==== INPUT ====

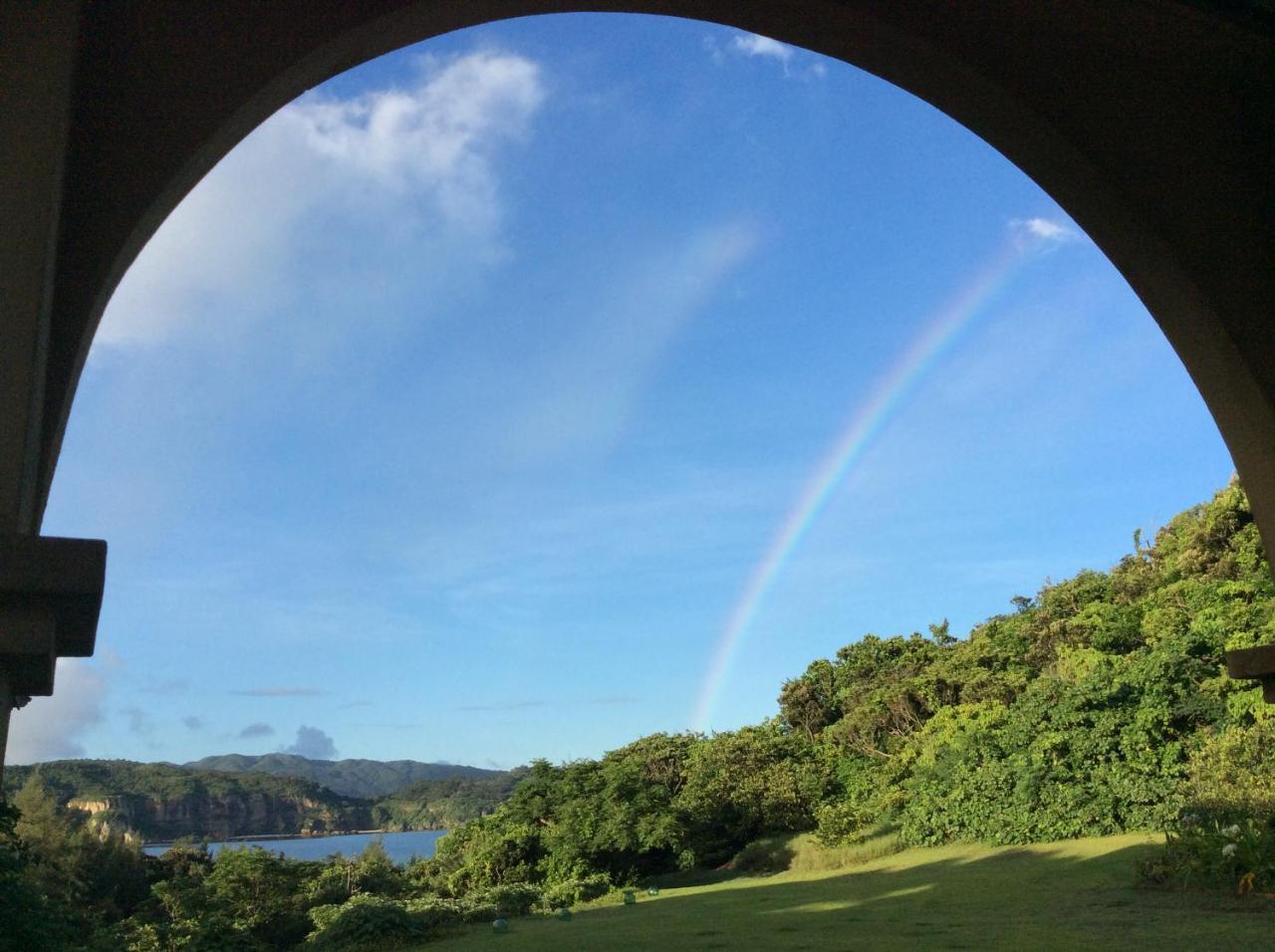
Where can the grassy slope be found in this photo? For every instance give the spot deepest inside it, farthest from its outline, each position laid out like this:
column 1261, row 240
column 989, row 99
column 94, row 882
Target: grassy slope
column 1056, row 896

====

* THE EXERCISE
Rewrite the records above with every "grassy slope" changed to "hillside" and nothing else altered. Leave out the pictures.

* SOLVED EXERCISE
Where can the hillside be found in this photo? For every instance give the spot deepest inside it, farthest from its outline, each position laid out like this:
column 1261, row 240
column 989, row 99
column 94, row 882
Target: hillside
column 1056, row 896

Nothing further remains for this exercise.